▶ [Passage provided]:

+-------+

According to the leading article, therefore, the entire ancient world collapsed because scientific research revealed the errors of the old religions. Would the ancient world not have perished if scientific research had kept silent about the errors of religion, if the Roman authorities had been recommended by the author of the leading article to excise the writings of Lucretius and Lucian?
For the rest, we shall permit ourselves to enlarge Herr H.'s erudition in another communication.
At the very time when the downfall of the ancient world was approaching, there arose the Alexandrine school, which strove to prove by force the “eternal truth” of Greek mythology and its complete agreement “with the results of scientific research”. The Emperor Julian, too, belonged to this trend, which believed that it could make the newly developing spirit of the times disappear by keeping its eyes closed so as not to see it. However, let us continue with the conclusion arrived at by H.! In the old religions, “the feeble notion of the divine was shrouded in the blackest night of error”, and therefore could not stand up to scientific research. Under Christianity, the opposite is the case, as any thinking machine will conclude. At all events, H. says:
"The greatest results of scientific research have so far only served to confirm the truths of the Christian religion."
We leave aside the fact that all the philosophies of the past without exception have been accused by the theologians of abandoning the Christian religion, even those of the pious Malebranche and the divinely inspired Jakob Böhme, and that Leibniz was accused of being a “Löwenix” (a believer in nothing) by the Brunswick peasants, and of being an atheist by the Englishman Clarke and other supporters of Newton. We leave aside, too, the fact that, as the most capable and consistent section of Protestant theologians has maintained, Christianity cannot he reconciled with reason because “secular” and “spiritual” reason contradict each other, which Tertullian classically expressed by saying: “verum est, quia absurdum est”. [It is true because it is absurd] Leaving aside all this, we ask: how is the agreement of scientific research with religion to be proved, except by allowing it to take its own course and so compelling it to resolve itself into religion? Any other compulsion is at least no proof.
Of course, if from the outset you recognise as the result of scientific research only that which agrees with your own view, it is easy to pose as a prophet. But in that case how are your assertions superior to those of the Indian Brahmin who proves the holiness of the Vedas” by reserving to himself alone the right to read them?

+-------+

▶ [Information shown]:
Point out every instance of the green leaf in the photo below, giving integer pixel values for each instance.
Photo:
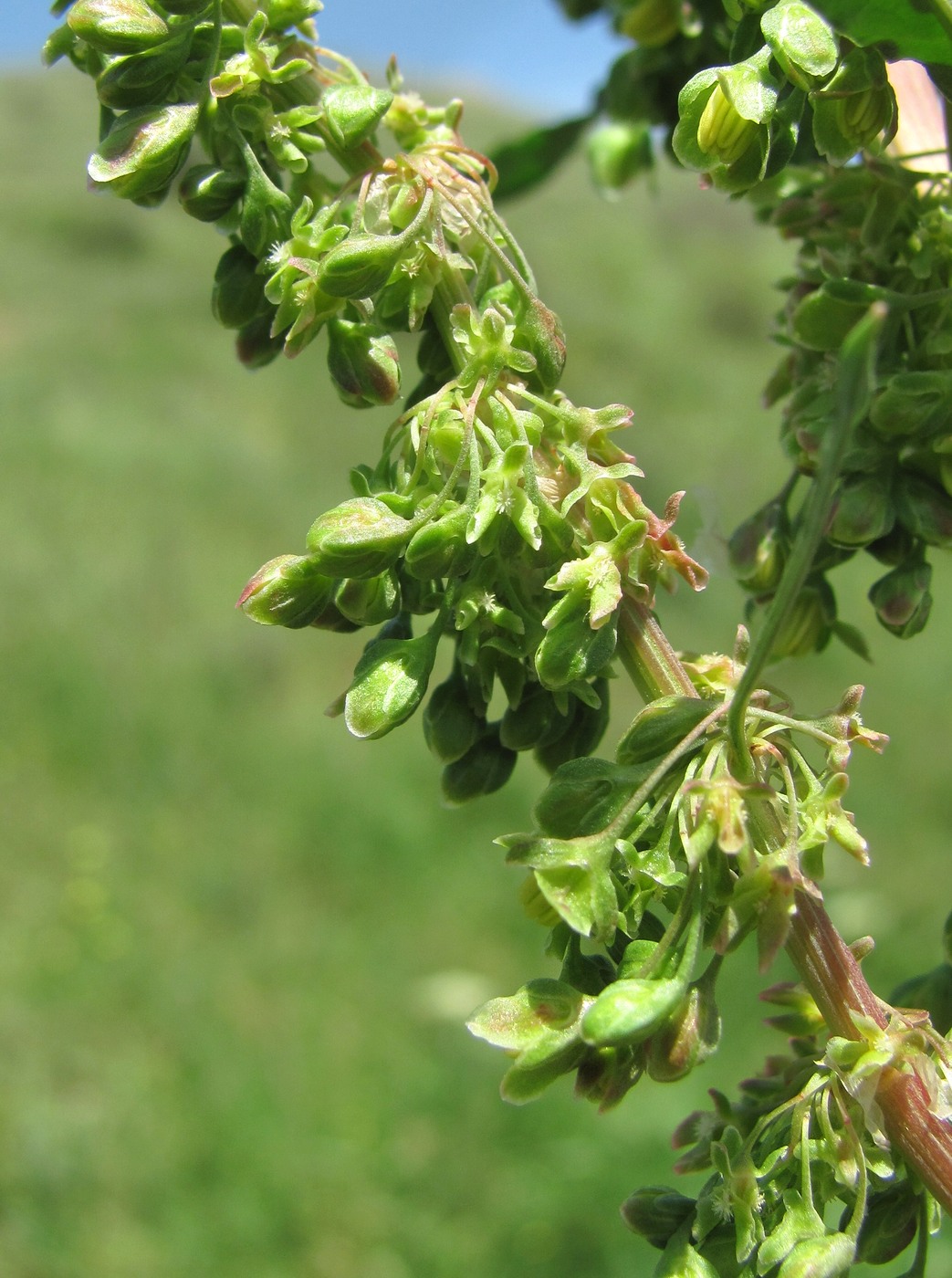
(529, 160)
(900, 26)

+-------+

▶ [Brief]:
Put this sentence from the passage on religion and scientific research into Spanish: "The greatest results of scientific research have so far only served to confirm the truths of the Christian religion." The lines have no connection to the passage on religion and scientific research.

▶ [Final result]:
Los mayores resultados de la investigación científica hasta ahora solo han servido para confirmar las verdades de la religión cristiana.